Extrait du document:
Nous analysons et diffusons donc toutes les informations que nous recueillons, en permanence et partout dans le monde, sur les forces armées étrangères, étatiques ou non, sur leurs capacités, leurs équipements, leur doctrine et leur environnement culturel et social.

Nous agissons en uniforme, dans le cadre officiel des opérations de nos armées. Nous n’intervenons ni en France, ni de façon clandestine.

La DRM constitue un service autonome, intégré aux armées et subordonné au CEMA. Le directeur du renseignement militaire est en outre le conseiller du ministre de la défense en matière de renseignement d’intérêt militaire.

Elle maîtrise le cycle complet du renseignement : l’orientation des capteurs, le recueil des informations, leur analyse, leur traitement et leur diffusion, enfin, si nécessaire, la réorientation des capteurs.

Elle couvre tous les domaines du renseignement : d’origine humaine (dit ROHUM), d’origine électronique (dit ROEM), provenant d’images (dit ROIM) et, dans une moindre mesure, d’origine informatique. Nous débutons à peine l’exploration du domaine du cyber espace, ou « cyber » tout court.

Chaque année, le CNR produit un plan national d’orientation du renseignement, validé par les autorités politiques. Les armées en déduisent leurs orientations stratégiques et leurs priorités. En découle une directive annuelle du renseignement que la DRM adresse à tous ses correspondants et qui lui permet de répartir au mieux ses moyens.

Consigne écrite A:
Répondez à ces questions sur l'extrait consacré au renseignement militaire :
(i) À quelle autorité la DRM est-elle subordonnée ?
(ii) Quel sigle désigne le renseignement d'origine électronique ?
(iii) Quel organisme produit chaque année le plan national d'orientation du renseignement ?
Consigne écrite B:
Poursuivez l'extrait consacré au renseignement militaire à partir de sa dernière phrase.

Données affichées:

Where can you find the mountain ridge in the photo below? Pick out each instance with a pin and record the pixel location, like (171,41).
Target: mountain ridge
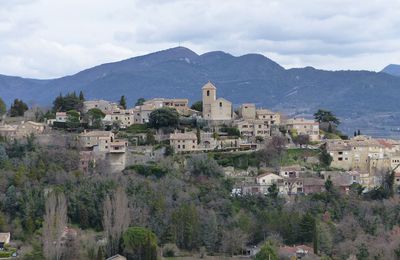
(392,69)
(180,72)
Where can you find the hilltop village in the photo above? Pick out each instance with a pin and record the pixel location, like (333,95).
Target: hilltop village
(250,151)
(123,137)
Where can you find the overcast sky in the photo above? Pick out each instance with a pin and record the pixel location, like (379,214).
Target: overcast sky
(52,38)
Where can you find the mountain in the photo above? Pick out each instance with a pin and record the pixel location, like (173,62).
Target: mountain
(180,72)
(392,69)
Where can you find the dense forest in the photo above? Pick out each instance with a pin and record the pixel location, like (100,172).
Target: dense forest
(180,204)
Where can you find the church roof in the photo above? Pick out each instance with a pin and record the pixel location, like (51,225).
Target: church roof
(209,85)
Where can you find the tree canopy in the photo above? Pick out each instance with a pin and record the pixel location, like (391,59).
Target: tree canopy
(325,116)
(268,252)
(139,243)
(68,102)
(163,117)
(18,108)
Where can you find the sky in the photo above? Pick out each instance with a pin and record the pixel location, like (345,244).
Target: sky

Résultat final A:
(i) Au CEMA.
(ii) ROEM.
(iii) Le CNR.

Résultat final B:
La DRM est également « tête de chaîne » du renseignement militaire, c’est-à-dire responsable de la doctrine du renseignement pour toutes les armées et de l’utilisation des moyens correspondants. Elle peut orienter les attachés de défense, qui pratiquent toujours le renseignement ouvert. Dans bien des pays, ceux-ci sont rattachés aux services de renseignement mais, en France, ils dépendent du cabinet du ministre de la défense et du CEMA.

La DRM dispose à la fois de ses propres capteurs stratégiques et de ceux placés au sein des armées.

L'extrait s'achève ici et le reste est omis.